Insert Operation in B-Tree

In the previous post, we introduced B-Trees and discussed the search() and traverse() functions. In this post, we will discuss the insert() operation. A new key is always inserted at the leaf node. Let the key to be inserted be k. Like in a Binary Search Tree (BST), we start from the root and traverse down until we reach a leaf node. Once we reach a leaf node, we insert the key there. Unlike BSTs, we have a predefined range on the number of keys that a node can contain. So before inserting a key into the node, we must ensure that there is extra space.

How do we ensure that a node has space available for a key before it is inserted? We use an operation called splitChild(), which is used to split a child of a node. See the following diagram to understand the split. In this diagram, child y of x is being split into two nodes y and z. Note that the splitChild operation moves a key up, which is the reason B-Trees grow up, unlike BSTs, which grow down.

BTreeSplit

As discussed, to insert a new key, we go down from the root to the leaf. Before traversing down to a node, we first check if the node is full. If the node is full, we split it to create space. The complete algorithm is as follows:

Insertion Algorithm

Initialize x as root.
While x is not a leaf, do the following:
- a) Find the child of x that will be traversed next. Let the child be y.
- b) If y is not full, change x to point to y.
- c) If y is full, split it and change x to point to one of the two parts of y. If k is smaller than the middle key in y, set x as the first part of y. Otherwise, set it as the second part of y. When we split y, we move a key from y to its parent x.
The loop in step 2 stops when x is a leaf. x must have space for 1 extra key, as we have been splitting all nodes in advance. So, simply insert k into x.

Note that the algorithm follows the Cormen book. This is a proactive insertion algorithm; before going down to a node, we split it if it is full. The advantage of this preemptive splitting is that we never traverse a node twice. If we were to only split a node after a new key is inserted (a reactive approach), we might end up traversing all nodes from the leaf to the root again, especially when all nodes on the path from the root to the leaf are full. This may cause a cascading effect where splitting occurs up to the root.

However, there is a disadvantage to this proactive insertion: we may perform unnecessary splits.

Example Insertion Sequence

Let us understand the algorithm with an example B-Tree of minimum degree t as 3 and a sequence of integers: 10, 20, 30, 40, 50, 60, 70, 80, and 90 in an initially empty B-Tree. Initially, the root is NULL. Let us first insert 10.

Btree1

Next, let us insert 20, 30, 40, and 50. They will all be inserted in the root because the maximum number of keys a node can accommodate is (2t - 1), which is 5.

BTree2Ins

Now, let us insert 60. Since the root node is full, it will first split into two, and then 60 will be inserted into the appropriate child.

BTreeIns3

Let us now insert 70 and 80. These new keys will be inserted into the appropriate leaf without any splits.

BTreeIns4

Finally, let us insert 90. This insertion will cause a split, with the middle key moving up to the parent.

BTreeIns6

Following are the implementations of the above proactive algorithm.

C++

#include<iostream>
using namespace std;

// A BTree node
class BTreeNode
{
    int *keys;  // An array of keys
    int t;      // Minimum degree (defines the range for number of keys)

* [Tasks to carry out]:
1. Say whether each statement agrees with the B-tree insertion article, answering yes or no and quoting the deciding words: (a) A new key is always inserted at a leaf node. (b) The proactive insertion algorithm never performs unnecessary splits. (c) With a minimum degree of 3, a node can hold at most 6 keys.
2. In the entries, rewrite the lines starting with the line with "Detection request: yellow and" and going on through the line with "[597,457,656,497]", putting "front lamp" in place of "bus headlight" and leaving everything else unchanged.

[Items from a dataset]
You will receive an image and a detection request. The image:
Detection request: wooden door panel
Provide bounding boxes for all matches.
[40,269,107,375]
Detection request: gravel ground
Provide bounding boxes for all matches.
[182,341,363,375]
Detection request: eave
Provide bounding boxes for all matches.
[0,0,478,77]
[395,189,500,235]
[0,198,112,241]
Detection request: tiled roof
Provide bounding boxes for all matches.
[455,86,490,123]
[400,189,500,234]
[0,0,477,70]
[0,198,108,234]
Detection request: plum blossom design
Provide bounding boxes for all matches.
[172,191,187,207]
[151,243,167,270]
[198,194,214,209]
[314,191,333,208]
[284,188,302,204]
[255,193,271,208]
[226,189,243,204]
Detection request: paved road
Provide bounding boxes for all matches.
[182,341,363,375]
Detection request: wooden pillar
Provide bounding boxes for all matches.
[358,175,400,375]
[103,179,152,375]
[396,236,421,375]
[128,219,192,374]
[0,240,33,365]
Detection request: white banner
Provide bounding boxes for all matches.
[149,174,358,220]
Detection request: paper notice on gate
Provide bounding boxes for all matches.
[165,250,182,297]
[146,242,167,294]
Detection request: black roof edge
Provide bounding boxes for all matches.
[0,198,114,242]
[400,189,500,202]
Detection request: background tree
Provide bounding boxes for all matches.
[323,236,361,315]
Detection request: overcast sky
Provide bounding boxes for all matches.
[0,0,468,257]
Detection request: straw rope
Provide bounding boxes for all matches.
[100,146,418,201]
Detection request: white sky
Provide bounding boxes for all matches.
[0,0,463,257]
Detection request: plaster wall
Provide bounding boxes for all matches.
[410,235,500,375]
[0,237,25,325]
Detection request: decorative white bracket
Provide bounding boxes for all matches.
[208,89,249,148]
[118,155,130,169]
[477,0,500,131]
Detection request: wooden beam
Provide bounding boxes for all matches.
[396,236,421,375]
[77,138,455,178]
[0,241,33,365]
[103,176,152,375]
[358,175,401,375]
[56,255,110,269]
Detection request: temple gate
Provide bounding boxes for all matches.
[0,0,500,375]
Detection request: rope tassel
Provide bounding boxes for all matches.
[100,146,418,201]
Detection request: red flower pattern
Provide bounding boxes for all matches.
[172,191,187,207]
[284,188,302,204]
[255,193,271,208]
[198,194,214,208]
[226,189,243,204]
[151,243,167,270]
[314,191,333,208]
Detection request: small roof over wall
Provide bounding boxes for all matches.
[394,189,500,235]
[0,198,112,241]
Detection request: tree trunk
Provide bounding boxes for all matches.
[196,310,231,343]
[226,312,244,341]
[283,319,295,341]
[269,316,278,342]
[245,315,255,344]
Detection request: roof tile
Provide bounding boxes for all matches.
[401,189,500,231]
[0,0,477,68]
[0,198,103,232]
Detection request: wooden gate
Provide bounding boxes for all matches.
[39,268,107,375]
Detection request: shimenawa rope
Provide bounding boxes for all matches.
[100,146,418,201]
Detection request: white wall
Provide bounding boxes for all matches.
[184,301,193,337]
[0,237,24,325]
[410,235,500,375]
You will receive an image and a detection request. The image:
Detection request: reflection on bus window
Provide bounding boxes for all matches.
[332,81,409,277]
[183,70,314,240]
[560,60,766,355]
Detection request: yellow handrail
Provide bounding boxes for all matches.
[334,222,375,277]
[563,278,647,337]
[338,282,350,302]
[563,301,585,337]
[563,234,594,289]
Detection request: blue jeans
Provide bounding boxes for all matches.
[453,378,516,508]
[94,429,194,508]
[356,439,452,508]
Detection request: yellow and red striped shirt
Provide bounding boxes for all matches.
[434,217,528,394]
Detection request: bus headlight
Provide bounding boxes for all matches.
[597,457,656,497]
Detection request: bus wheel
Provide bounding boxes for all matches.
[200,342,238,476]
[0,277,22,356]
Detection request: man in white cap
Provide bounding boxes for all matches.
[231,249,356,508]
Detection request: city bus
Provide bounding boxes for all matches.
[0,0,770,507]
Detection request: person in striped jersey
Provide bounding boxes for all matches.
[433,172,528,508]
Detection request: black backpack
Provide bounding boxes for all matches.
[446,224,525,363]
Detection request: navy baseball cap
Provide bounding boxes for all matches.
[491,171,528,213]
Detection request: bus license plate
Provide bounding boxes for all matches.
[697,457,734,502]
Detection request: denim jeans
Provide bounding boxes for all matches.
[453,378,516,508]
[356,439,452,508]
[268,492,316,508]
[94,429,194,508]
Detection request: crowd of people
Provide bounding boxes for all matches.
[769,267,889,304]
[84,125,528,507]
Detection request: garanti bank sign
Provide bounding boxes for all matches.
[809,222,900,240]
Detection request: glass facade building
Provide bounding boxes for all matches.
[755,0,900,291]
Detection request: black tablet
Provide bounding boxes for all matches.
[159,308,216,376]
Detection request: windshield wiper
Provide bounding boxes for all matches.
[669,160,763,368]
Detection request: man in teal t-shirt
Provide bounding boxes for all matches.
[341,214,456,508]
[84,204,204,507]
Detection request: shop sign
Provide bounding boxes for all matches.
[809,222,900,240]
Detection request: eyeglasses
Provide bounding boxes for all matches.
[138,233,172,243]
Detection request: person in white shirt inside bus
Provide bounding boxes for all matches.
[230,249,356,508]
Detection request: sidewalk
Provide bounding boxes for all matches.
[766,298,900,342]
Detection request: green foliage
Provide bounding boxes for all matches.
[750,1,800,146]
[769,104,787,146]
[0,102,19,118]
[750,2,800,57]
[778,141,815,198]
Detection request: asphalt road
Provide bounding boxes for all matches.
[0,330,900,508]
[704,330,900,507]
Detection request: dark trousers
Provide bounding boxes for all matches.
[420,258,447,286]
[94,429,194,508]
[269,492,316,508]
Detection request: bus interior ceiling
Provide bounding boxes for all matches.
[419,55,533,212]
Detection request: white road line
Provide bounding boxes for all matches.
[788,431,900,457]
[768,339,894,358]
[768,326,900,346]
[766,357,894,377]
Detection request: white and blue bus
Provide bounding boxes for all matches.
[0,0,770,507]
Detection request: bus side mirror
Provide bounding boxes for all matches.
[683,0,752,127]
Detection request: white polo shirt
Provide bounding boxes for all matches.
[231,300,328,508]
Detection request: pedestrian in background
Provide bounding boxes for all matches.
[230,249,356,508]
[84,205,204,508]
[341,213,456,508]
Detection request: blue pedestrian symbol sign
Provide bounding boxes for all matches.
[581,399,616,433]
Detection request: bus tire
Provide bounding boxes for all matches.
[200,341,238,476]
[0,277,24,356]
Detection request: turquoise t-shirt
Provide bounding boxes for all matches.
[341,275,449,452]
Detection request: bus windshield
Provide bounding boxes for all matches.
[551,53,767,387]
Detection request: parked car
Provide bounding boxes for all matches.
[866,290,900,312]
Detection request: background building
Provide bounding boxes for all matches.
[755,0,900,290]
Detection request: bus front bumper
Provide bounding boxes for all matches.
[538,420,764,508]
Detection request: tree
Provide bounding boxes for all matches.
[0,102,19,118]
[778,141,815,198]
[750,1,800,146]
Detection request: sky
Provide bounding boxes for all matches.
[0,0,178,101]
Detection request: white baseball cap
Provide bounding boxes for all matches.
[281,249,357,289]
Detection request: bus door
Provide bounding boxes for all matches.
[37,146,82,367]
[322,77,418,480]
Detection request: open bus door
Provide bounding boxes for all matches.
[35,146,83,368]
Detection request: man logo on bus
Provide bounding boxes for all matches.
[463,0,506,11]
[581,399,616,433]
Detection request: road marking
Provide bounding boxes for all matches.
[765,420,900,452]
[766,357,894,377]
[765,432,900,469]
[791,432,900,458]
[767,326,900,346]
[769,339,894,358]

* [Outputs by task]:
1.
(a) Yes: "A new key is always inserted at the leaf node."
(b) No: "there is a disadvantage to this proactive insertion: we may perform unnecessary splits."
(c) No: "the maximum number of keys a node can accommodate is (2t - 1), which is 5."

2.
Detection request: yellow and red striped shirt
Provide bounding boxes for all matches.
[434,217,528,394]
Detection request: front lamp
Provide bounding boxes for all matches.
[597,457,656,497]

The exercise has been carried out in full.